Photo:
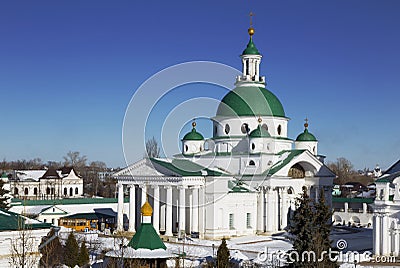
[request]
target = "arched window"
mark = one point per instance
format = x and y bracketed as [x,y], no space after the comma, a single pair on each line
[297,171]
[245,128]
[227,129]
[264,126]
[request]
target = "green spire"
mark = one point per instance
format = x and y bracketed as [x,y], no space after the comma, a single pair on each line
[251,48]
[193,135]
[306,136]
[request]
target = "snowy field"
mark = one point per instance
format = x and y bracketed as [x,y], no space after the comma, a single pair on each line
[258,249]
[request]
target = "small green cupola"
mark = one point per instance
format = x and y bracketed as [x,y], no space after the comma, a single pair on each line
[259,140]
[259,132]
[251,48]
[306,135]
[192,142]
[307,141]
[193,135]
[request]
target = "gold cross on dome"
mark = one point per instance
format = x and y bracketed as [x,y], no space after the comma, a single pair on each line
[251,19]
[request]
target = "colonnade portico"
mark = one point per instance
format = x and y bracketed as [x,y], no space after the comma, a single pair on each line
[175,202]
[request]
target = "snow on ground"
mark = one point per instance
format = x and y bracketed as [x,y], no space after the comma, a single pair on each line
[249,247]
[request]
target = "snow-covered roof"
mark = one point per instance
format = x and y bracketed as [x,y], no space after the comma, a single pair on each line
[141,253]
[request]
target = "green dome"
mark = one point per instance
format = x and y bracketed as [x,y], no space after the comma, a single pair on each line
[251,49]
[259,132]
[306,136]
[193,136]
[250,101]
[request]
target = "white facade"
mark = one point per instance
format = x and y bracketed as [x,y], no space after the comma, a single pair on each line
[12,238]
[386,219]
[36,185]
[246,182]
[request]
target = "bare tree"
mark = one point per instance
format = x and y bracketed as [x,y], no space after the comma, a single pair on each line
[152,148]
[75,159]
[343,168]
[23,250]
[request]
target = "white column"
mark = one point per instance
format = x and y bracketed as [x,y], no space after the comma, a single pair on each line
[132,204]
[168,216]
[144,194]
[182,206]
[270,211]
[385,235]
[396,242]
[365,208]
[284,208]
[376,234]
[156,209]
[195,210]
[120,209]
[260,210]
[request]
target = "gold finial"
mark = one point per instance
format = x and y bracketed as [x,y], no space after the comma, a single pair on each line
[306,123]
[251,29]
[146,209]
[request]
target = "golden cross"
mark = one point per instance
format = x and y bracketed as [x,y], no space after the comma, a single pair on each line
[251,19]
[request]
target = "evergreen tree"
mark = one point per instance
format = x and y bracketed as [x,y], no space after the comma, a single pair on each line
[301,227]
[223,255]
[52,253]
[83,257]
[310,228]
[4,195]
[322,227]
[71,251]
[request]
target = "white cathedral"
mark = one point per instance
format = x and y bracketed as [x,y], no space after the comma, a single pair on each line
[244,180]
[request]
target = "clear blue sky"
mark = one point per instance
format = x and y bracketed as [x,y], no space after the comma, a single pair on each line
[68,69]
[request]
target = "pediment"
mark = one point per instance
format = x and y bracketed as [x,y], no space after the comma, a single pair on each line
[140,168]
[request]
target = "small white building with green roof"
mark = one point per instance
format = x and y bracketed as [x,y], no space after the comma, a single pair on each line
[241,181]
[145,249]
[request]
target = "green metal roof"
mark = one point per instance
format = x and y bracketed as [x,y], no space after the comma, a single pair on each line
[260,132]
[70,201]
[10,221]
[352,200]
[183,167]
[251,48]
[238,186]
[280,164]
[86,216]
[250,101]
[193,135]
[146,237]
[306,136]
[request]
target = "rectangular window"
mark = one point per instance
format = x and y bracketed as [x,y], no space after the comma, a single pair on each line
[248,220]
[231,226]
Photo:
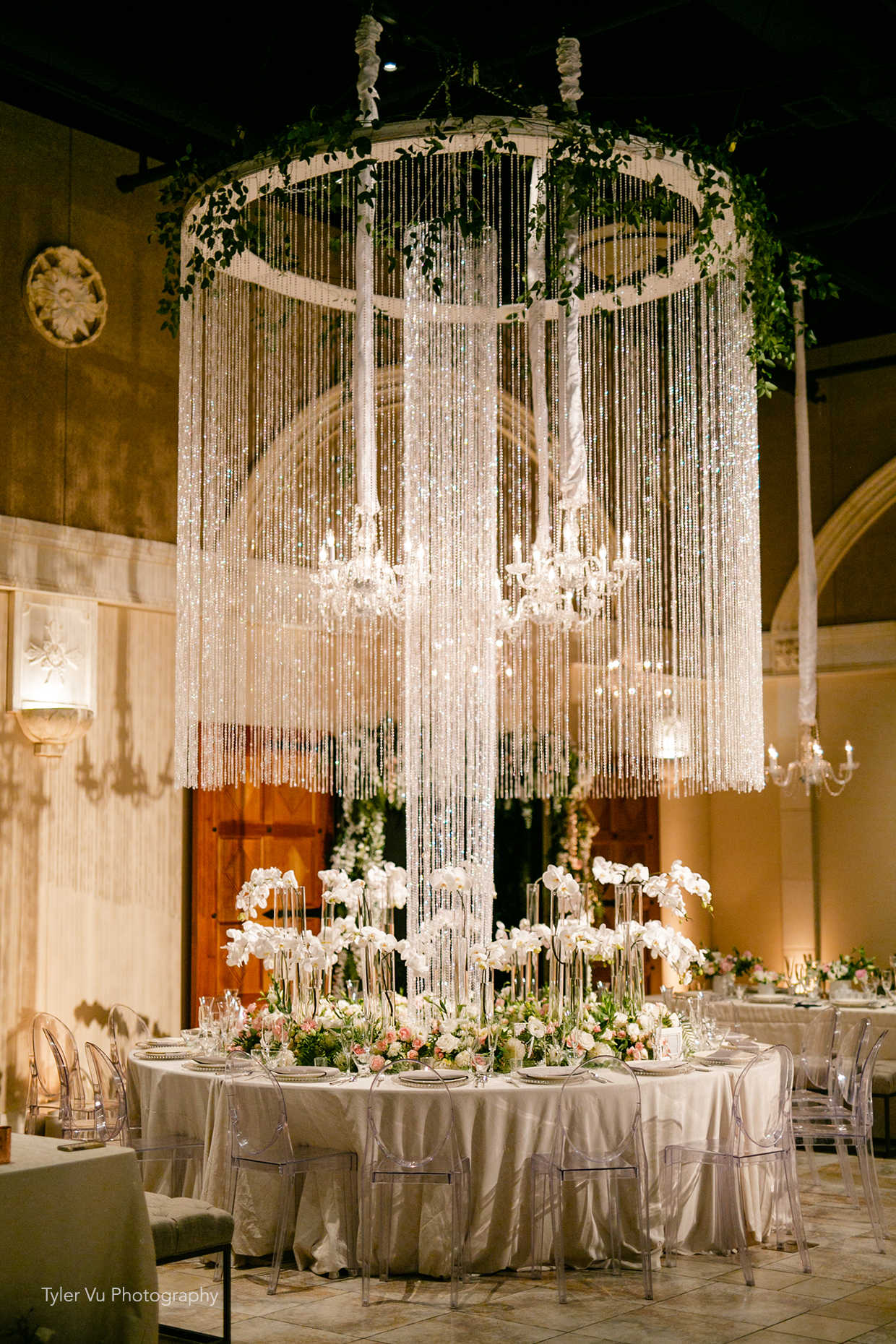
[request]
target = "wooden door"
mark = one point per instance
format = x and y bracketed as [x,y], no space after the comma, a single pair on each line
[630,834]
[236,831]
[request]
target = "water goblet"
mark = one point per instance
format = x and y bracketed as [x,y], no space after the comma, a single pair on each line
[362,1056]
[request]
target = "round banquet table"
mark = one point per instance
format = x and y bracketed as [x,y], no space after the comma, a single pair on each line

> [OBJECTIVE]: Every record above should be transcribed exactly; the pictures stay out of the copy.

> [SOLUTION TO THIS PROBLEM]:
Photo:
[request]
target = "arched window"
mark = one point per instance
format = x and y bracketed as [x,y], no space after the comma, a single pair on each line
[297,171]
[245,128]
[227,129]
[264,126]
[request]
target = "green spire"
mark = one point per instance
format = x and y bracketed as [x,y], no space after the comma, a single pair on each line
[251,48]
[193,135]
[306,136]
[request]
target = "snowy field"
mark = one point per instance
format = x and y bracketed as [x,y], no space after the comma, a single pair on each line
[258,249]
[request]
target = "small green cupola"
mark = one point per instance
format = x and y bracketed as [x,y], no space after the comma, a single pair on each line
[259,140]
[259,132]
[251,48]
[306,135]
[192,142]
[307,141]
[193,135]
[request]
target = "gold cross on dome"
mark = one point per instance
format = x and y bracketed as [x,y], no space after the comma, a single pair on each line
[251,19]
[request]
target = "colonnade portico"
mark = one point per instance
format = x and y bracketed as [x,y], no space after the comma, a single pair on each line
[175,202]
[request]
target = "snow on ground"
mark = one point per instance
format = x and y bracketed as [x,y], no space after the comma, a single pair on each line
[249,247]
[request]
target = "snow-covered roof"
mark = one point per instance
format = x and y bracketed as [x,y], no space after the comma, a single pair on each line
[141,253]
[request]
target = "green dome"
mark = one point per instance
format = x and y bracketed as [x,y], no space after the comma, a single pair on each line
[251,49]
[259,132]
[306,136]
[193,136]
[250,101]
[request]
target = "white facade"
mark = one point per instance
format = x and y bracketed as [x,y], no space after the comma, a single pair on each line
[12,238]
[386,219]
[36,185]
[246,182]
[request]
target = "bare tree"
mark = one point per instance
format = x and y bracketed as [x,y], no space after the comma, a single pair on each line
[152,148]
[75,159]
[343,168]
[23,250]
[request]
target = "white column"
mark = one point per instance
format = x and y bracketed as [x,y], no space after the comma, a single pair on each line
[132,204]
[168,216]
[144,194]
[182,206]
[270,211]
[385,235]
[396,242]
[365,208]
[284,208]
[376,234]
[156,209]
[195,210]
[120,209]
[260,210]
[request]
target = "gold finial"
mark = one point per instance
format = x and y bracketed as [x,y], no space after the comma, a single pair on each line
[306,123]
[251,29]
[146,209]
[request]
target = "golden cross"
mark = one point per instance
format = x and y bracketed as [x,y], no space after the comma, a single pair on each line
[251,19]
[request]
target = "evergreen tree"
mark = one point per instance
format = x and y bracketed as [x,y], no space after the comma, a single pair on each line
[301,227]
[223,255]
[52,253]
[83,257]
[310,228]
[4,195]
[322,227]
[71,251]
[request]
target = "white cathedral"
mark = one point per instance
format = x and y bracketed as [x,y], no space after the comma, a single pair on each line
[244,180]
[request]
target = "clear blue sky"
mark = one point per instance
format = x and y bracketed as [x,y], no space after the comma, a single pair on each line
[68,69]
[request]
target = "pediment"
mark = one point per instance
format = x and y bracketed as [x,y], no space after the comma, a single pair on each line
[140,168]
[request]
target = "small white building with green roof"
mark = one point per instance
format = x and y bracketed as [x,y], no space after the comma, a single pair on each line
[241,181]
[145,249]
[request]
target = "green metal roof"
mark = one point per instance
format = x and y bracketed as [x,y], no space after the comma, a single pair on each line
[260,132]
[70,201]
[10,221]
[352,200]
[183,167]
[251,48]
[238,186]
[280,164]
[86,216]
[250,101]
[193,135]
[146,237]
[306,136]
[request]
target = "rectangular window"
mark = one point per instance
format = x and y bracketed as [x,y], no space after the comma, a single pair on each line
[248,220]
[231,226]
Photo:
[request]
target = "wooden door"
mark = one point per instance
format = x and y bracketed as [x,y], no space after the comma, a single pair on each line
[630,834]
[236,831]
[request]
target = "water goblet"
mark = one point per instance
format = x and y bracketed as [x,y], no space after the comma, a single pair on each line
[362,1056]
[request]
target = "round banquet table"
mark = one point per instance
format = x and y bracketed as [x,y], no space after the comma, a single pair on each line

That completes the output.